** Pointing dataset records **
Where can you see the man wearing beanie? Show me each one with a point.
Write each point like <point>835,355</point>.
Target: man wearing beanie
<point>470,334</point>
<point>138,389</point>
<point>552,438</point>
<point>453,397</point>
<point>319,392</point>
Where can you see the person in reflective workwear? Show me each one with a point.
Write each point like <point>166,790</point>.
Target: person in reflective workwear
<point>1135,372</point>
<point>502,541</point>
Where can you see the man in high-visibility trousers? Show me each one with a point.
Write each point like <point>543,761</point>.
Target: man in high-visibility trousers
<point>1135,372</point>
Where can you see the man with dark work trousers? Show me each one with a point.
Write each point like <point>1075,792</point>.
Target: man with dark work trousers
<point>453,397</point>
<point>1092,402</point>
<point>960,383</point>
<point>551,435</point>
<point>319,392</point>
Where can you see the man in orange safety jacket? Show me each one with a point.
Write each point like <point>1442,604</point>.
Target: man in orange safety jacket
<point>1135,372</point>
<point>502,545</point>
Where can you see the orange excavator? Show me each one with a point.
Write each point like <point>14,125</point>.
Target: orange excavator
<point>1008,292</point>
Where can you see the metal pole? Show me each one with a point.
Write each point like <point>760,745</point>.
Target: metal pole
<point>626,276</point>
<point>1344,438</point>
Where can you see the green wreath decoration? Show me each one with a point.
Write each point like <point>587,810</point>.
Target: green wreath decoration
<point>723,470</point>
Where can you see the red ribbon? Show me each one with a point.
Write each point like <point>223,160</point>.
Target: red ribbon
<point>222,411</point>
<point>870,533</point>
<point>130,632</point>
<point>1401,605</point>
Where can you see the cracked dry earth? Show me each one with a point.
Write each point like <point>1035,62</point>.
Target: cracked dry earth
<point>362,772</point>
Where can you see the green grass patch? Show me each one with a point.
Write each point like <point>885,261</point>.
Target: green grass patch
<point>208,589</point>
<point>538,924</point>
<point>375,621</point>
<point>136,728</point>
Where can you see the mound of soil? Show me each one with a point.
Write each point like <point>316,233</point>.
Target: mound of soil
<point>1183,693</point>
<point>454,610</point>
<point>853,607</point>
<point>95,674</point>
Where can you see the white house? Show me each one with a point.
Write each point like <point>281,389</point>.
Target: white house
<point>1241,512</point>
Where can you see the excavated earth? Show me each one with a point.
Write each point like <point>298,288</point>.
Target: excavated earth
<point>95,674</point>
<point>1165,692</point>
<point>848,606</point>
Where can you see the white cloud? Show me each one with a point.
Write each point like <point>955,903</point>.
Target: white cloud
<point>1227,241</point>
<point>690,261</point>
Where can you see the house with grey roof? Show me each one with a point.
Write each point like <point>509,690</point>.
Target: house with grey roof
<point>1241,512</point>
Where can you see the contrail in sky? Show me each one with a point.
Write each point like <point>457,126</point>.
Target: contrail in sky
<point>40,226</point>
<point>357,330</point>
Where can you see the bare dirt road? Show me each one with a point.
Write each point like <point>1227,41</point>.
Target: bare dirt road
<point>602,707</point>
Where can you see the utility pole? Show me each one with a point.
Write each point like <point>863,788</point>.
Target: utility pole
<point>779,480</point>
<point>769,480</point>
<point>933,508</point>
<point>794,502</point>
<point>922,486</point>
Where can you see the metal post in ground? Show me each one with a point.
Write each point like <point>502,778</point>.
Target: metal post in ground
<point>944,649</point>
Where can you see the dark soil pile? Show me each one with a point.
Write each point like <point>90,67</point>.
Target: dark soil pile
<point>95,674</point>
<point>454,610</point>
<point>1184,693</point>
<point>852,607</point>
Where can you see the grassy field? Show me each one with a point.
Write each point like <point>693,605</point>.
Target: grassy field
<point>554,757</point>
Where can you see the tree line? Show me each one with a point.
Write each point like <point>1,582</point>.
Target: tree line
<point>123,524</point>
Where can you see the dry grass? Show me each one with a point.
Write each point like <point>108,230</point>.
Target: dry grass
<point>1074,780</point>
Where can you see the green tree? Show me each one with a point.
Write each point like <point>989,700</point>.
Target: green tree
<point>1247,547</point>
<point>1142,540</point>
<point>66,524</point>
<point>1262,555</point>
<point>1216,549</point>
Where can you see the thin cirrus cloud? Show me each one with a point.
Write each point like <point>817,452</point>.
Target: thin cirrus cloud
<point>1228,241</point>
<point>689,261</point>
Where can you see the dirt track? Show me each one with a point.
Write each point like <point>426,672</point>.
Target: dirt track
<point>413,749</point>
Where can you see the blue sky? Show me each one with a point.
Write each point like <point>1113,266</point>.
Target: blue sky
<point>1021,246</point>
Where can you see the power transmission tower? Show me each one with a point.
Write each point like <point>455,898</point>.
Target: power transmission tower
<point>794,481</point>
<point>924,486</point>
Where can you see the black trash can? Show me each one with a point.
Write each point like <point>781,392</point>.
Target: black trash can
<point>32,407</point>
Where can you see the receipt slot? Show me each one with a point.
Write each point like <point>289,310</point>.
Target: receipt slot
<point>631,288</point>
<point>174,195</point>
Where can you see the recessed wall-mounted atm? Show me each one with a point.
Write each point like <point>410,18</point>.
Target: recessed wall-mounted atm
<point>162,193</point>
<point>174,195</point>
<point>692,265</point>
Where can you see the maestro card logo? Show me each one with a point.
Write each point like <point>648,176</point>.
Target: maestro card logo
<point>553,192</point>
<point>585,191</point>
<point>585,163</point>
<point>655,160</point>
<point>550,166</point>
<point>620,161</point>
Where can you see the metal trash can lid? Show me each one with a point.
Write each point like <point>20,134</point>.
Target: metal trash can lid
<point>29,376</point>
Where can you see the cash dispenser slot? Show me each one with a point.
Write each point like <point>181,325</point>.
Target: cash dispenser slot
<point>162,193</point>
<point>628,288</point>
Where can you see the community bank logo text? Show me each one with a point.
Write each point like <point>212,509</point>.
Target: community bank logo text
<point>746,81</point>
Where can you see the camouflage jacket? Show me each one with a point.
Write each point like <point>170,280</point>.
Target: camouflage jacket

** Requirement **
Restate every record exactly, leaving nothing out.

** Full solution **
Where can you see the man wearing beanie? Show me each one with a point.
Write each point like <point>835,355</point>.
Target: man wearing beanie
<point>470,334</point>
<point>138,389</point>
<point>552,438</point>
<point>453,397</point>
<point>319,392</point>
Where can you see the person in reflective workwear? Show me each one with a point.
Write each point like <point>166,790</point>.
Target: person in reflective workwear
<point>1135,372</point>
<point>502,541</point>
Where can you see the man in high-visibility trousers? Show me each one with a point.
Write each point like <point>543,761</point>.
Target: man in high-visibility trousers
<point>1135,372</point>
Where can you see the man with dark work trousers? Show me each one with a point.
Write each point like <point>1075,792</point>.
Target: man with dark work trousers
<point>453,397</point>
<point>1092,402</point>
<point>960,383</point>
<point>551,435</point>
<point>319,392</point>
Where can you see the man in orange safety jacket? Show me each one with a point.
Write each point like <point>1442,604</point>.
Target: man in orange safety jacket
<point>1135,372</point>
<point>502,545</point>
Where can you see the orange excavator? Show me each one with a point.
Write each point like <point>14,125</point>.
Target: orange excavator
<point>1008,292</point>
Where can you see the metal pole? Show me each one with a point.
Write each point like <point>760,745</point>.
Target: metal pole
<point>626,276</point>
<point>1344,438</point>
Where can you see the green wreath decoration? Show me each one with a point.
Write each point like <point>587,810</point>.
Target: green wreath decoration
<point>723,470</point>
Where can you see the red ribbon? Show me each one with a point.
Write each point like <point>223,160</point>.
Target: red ribbon
<point>222,411</point>
<point>870,533</point>
<point>130,632</point>
<point>1401,605</point>
Where can you see the cracked dry earth? Show me each one with a point.
Write each point like <point>1035,62</point>.
Target: cracked dry earth
<point>362,772</point>
Where can you see the green grass patch? Show me each one with a point.
Write each point like <point>885,261</point>.
Target: green grass patch
<point>208,589</point>
<point>538,924</point>
<point>375,621</point>
<point>136,728</point>
Where can you see the mound of soil? Show me each one with a point.
Write each point like <point>316,233</point>.
Target: mound of soil
<point>1183,693</point>
<point>454,610</point>
<point>853,607</point>
<point>95,674</point>
Where can you see the white house? Show me each one with a point.
Write each point like <point>281,389</point>.
Target: white house
<point>1241,512</point>
Where can you see the excavated earth? Show me each one with a point.
Write each point like <point>298,288</point>.
Target: excavated earth
<point>95,674</point>
<point>1165,692</point>
<point>848,606</point>
Where can you see the white cloud? Show me each one with a point.
Write each point like <point>955,903</point>.
Target: white cloud
<point>1227,241</point>
<point>690,261</point>
Where can you see the house with grey roof? Show me each one with a point.
Write each point like <point>509,690</point>.
Target: house with grey roof
<point>1241,512</point>
Where can you see the contrail in sky? Show me each one with a point.
Write each point like <point>457,126</point>.
Target: contrail in sky
<point>40,226</point>
<point>357,330</point>
Where can you see the bare dirt road? Show me each one with a point.
Write each point like <point>1227,41</point>.
Target: bare dirt road
<point>602,707</point>
Where can you see the utility pole? Show me each one with a point.
Write each point like <point>863,788</point>.
Target: utility pole
<point>779,480</point>
<point>769,480</point>
<point>933,508</point>
<point>794,502</point>
<point>922,486</point>
Where can you see the metal post in ground? Show me each one with a point.
Write each point like <point>502,778</point>.
Target: metal post in ground
<point>944,649</point>
Where can you see the dark soil pile? Show me each one with a point.
Write each point like <point>90,67</point>.
Target: dark soil pile
<point>95,674</point>
<point>454,610</point>
<point>1184,693</point>
<point>852,607</point>
Where can you see the grassy field? Show me each one with a point.
Write each point like <point>693,605</point>.
Target: grassy field
<point>554,757</point>
Where can you see the tree line? Show me each one with a point.
Write each point like <point>1,582</point>.
Target: tree line
<point>123,524</point>
Where can you see the dry grass? Show me each one with a point.
Write each point like <point>108,230</point>.
Target: dry grass
<point>1074,780</point>
Where can you see the green tree? Show me each one with a point.
Write each point like <point>989,700</point>.
Target: green tree
<point>1247,547</point>
<point>1142,540</point>
<point>66,524</point>
<point>1262,555</point>
<point>1216,549</point>
Where can you see the thin cirrus cloud? Show me each one with a point.
Write each point like <point>817,452</point>.
Target: thin cirrus cloud
<point>1228,241</point>
<point>689,261</point>
Where can you see the dirt track? Show me each one with a point.
Write each point like <point>426,672</point>.
Target: dirt track
<point>413,749</point>
Where can you see the blue sky? Show me each one with a point.
Write each point like <point>1113,266</point>.
Target: blue sky
<point>1021,246</point>
Where can you see the power transmission tower? Show me each one with a point.
Write each point like <point>455,898</point>.
Target: power transmission tower
<point>794,481</point>
<point>924,486</point>
Where can you see the black trash can? Show me each one with a point.
Write each point like <point>781,392</point>.
Target: black trash can
<point>32,407</point>
Where can you see the receipt slot? Show me each one with a point.
Write each point like <point>289,310</point>.
Target: receipt slot
<point>631,288</point>
<point>174,195</point>
Where can you see the recessed wall-mounted atm? Show me each one with a point.
Write each point like <point>410,18</point>.
Target: recessed wall-mounted atm
<point>162,193</point>
<point>174,195</point>
<point>692,265</point>
Where can you see the maestro card logo? Show me each one with a point.
Write each point like <point>648,176</point>.
Target: maestro card logo
<point>553,192</point>
<point>585,191</point>
<point>585,163</point>
<point>655,160</point>
<point>550,166</point>
<point>620,161</point>
Where can you see the metal trash can lid? Show me each one with a point.
Write each point like <point>20,134</point>.
Target: metal trash can lid
<point>29,376</point>
Where can you see the cash dispenser slot? Show me each one with a point.
Write each point like <point>181,325</point>.
Target: cash dispenser slot
<point>162,193</point>
<point>628,288</point>
Where can you see the community bank logo text? Show me each one with a point.
Write each point like <point>212,509</point>.
Target: community bank logo text
<point>746,81</point>
Where can you see the camouflage jacket? Show me each one with a point.
Write each point like <point>170,280</point>.
Target: camouflage jacket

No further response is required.